### BACAAN
*-*-*
|
SUARA
KARYA, 30 Januari 2013
Era
otonomi daerah (otda) memberikan hak dan wewenang kepada daerah dalam
penyelenggaraan pemerintahan secara profesional melalui pengaturan,
pembagian, dan pemanfaatan sumber daya nasional yang berkeadilan. Semangat di
balik kebijakan otda yang ditetapkan melalui UU No. 32 Tahun 2004 ini
setidaknya mencakup pemerataan kesejahteraan, percepataan pembangunan dan
peningkatan kualitas sumber daya manusia (SDM) di daerah.
Seiring
dengan perjalanannya, banyak ditemukan potensi masalah dalam penerapan otda.
Di antaranya, kapasitas administrasi pemerintahan daerah yang belum siap
akibat SDM yang tidak mampu merubah paradigma administrasi pemerintahan
daerah di tengah semangat reformasi dan demokrasi.
Dalam
banyak kasus, sering ditemukan permasalahan korupsi yang dipicu oleh
penyelenggaraan pemilihan kepala daerah (pilkada) secara langsung. Temuan
Kemendagri tahun 2012 menunjukkan bahwa Pilkada langsung merupakan salah satu
faktor utama pencetus korupsi di daerah.
Biaya
yang diperlukan untuk memenangkan pilkada menjadi excess luggage bagi kepala
daerah. Konsekuensinya, penyelenggaraan pemerintahan bersifat oportunis dan
berorientasi jangka pendek. Dalam konteks ini, perizinan dan pungutan liar
menjadi alternatif penyalahgunaan wewenang di samping mark-up pengadaan dan
penyimpangan APBD. Dua jenis praktik korupsi ini dinilai aman karena
setidaknya luput dari cakupan audit anggaran. Namun, baik perizinan maupun
pungutan liar memerlukan objek penderita yang dalam hal ini adalah pengusaha
atau pihak swasta. Di sinilah kriminalisasi pengusaha muncul ke permukaan.
*-*-*
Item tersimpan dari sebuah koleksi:

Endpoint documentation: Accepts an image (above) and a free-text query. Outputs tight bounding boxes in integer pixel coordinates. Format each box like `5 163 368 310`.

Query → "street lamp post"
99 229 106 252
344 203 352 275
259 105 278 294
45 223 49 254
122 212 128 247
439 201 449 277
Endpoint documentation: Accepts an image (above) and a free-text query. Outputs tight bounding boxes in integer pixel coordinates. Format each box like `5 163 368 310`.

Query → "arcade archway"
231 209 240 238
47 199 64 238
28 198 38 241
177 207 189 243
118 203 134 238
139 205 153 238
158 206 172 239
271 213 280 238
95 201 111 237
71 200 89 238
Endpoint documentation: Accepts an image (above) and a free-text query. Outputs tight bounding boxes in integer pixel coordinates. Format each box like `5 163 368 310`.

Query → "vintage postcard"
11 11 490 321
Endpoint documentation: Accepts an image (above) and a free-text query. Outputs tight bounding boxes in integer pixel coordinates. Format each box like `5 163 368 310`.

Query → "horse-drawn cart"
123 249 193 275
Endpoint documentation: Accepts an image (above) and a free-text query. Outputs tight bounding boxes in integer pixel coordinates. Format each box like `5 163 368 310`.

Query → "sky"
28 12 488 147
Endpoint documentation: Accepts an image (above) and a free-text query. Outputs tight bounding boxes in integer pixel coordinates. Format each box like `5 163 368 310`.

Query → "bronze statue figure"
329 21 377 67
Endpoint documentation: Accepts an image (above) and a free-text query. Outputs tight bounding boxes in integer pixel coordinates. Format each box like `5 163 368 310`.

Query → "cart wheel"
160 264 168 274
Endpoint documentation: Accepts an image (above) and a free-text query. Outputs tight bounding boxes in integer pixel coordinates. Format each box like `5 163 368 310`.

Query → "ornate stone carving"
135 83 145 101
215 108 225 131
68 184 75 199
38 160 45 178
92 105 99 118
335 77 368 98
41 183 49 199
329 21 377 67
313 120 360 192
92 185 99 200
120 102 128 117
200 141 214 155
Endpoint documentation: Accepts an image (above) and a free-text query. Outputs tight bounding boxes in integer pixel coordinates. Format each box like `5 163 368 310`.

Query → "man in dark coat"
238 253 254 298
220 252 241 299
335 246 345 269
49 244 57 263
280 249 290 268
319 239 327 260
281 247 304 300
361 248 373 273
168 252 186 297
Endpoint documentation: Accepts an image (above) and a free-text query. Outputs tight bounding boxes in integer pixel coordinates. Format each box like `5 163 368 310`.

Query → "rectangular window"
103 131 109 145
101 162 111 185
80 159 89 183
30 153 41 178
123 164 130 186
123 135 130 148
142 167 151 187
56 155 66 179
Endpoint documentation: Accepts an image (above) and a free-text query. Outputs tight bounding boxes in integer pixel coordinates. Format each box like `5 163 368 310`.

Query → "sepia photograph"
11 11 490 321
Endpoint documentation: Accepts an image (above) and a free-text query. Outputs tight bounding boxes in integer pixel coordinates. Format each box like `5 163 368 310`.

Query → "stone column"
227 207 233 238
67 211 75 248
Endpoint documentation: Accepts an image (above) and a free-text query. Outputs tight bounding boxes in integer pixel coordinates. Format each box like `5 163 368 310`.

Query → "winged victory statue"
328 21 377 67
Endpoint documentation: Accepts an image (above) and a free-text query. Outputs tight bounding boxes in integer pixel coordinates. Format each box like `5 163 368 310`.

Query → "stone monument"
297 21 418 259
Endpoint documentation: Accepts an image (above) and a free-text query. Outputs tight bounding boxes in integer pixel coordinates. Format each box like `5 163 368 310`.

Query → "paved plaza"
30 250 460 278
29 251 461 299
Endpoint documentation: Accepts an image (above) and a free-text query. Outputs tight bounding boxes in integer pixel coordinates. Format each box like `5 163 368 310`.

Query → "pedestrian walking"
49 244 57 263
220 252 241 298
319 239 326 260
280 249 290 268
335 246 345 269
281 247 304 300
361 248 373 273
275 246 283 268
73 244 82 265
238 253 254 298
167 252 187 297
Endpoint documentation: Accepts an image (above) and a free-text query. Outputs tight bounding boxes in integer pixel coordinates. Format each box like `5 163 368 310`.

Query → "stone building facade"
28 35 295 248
*-*-*
### SOAL YANG DIBERIKAN 1
Dalam bacaan tentang otonomi daerah, undang-undang apa yang menetapkan kebijakan otda?
### SOAL YANG DIBERIKAN 2
Hitung jumlah baris dalam entri yang memuat kata "cart", dengan huruf besar dan kecil dibedakan. Tulis angkanya saja.
Bacaan dan entri di atas adalah dua bahan yang terpisah satu sama lain.

### JAWABAN LENGKAP 1
UU No. 32 Tahun 2004.

### JAWABAN LENGKAP 2
2